* **Stated task**
Reproduce the material below line for line, without changing a single character.

======== Information provided ========

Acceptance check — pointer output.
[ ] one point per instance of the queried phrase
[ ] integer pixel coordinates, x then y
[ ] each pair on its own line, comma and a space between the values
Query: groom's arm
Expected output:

========

* **Correct response**
Acceptance check — pointer output.
[ ] one point per instance of the queried phrase
[ ] integer pixel coordinates, x then y
[ ] each pair on its own line, comma and a space between the values
Query: groom's arm
Expected output:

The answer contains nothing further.